[Extracted data entries]
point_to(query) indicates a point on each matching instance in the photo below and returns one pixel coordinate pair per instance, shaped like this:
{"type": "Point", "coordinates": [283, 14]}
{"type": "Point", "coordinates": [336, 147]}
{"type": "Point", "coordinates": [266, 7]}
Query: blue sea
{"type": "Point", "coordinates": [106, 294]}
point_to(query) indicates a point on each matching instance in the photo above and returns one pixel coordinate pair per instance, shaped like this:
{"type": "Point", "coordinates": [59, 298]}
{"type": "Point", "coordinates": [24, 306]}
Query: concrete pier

GOAL OF THE EXERCISE – From the data, report how many lines hold "this", leaving out any other words.

RESULT BELOW – 2